- _Available data_
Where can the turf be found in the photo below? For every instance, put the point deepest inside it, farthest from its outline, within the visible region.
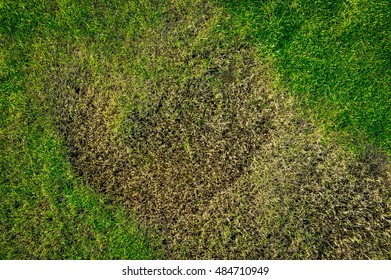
(46, 211)
(204, 120)
(334, 56)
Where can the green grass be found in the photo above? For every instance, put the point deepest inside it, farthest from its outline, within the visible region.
(334, 56)
(221, 127)
(46, 211)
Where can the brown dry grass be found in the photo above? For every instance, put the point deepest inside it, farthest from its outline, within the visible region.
(195, 139)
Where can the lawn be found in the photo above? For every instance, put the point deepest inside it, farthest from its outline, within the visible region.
(195, 130)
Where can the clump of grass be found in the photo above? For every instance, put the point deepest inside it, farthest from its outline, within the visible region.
(46, 212)
(333, 56)
(180, 121)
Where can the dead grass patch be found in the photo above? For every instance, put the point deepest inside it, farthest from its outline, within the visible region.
(193, 137)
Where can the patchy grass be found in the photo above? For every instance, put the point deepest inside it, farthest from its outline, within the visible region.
(174, 112)
(334, 56)
(46, 212)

- _Exercise goal_
Your answer should hold only the lines from the one with "Where can the patchy" through the end of the listing above, both ends included, written out exactly.

- _Response area_
Where can the patchy grass be found in the photo above? For every instance, put the point deepest inside it, farthest from its outline, within the visible region.
(174, 112)
(334, 56)
(46, 212)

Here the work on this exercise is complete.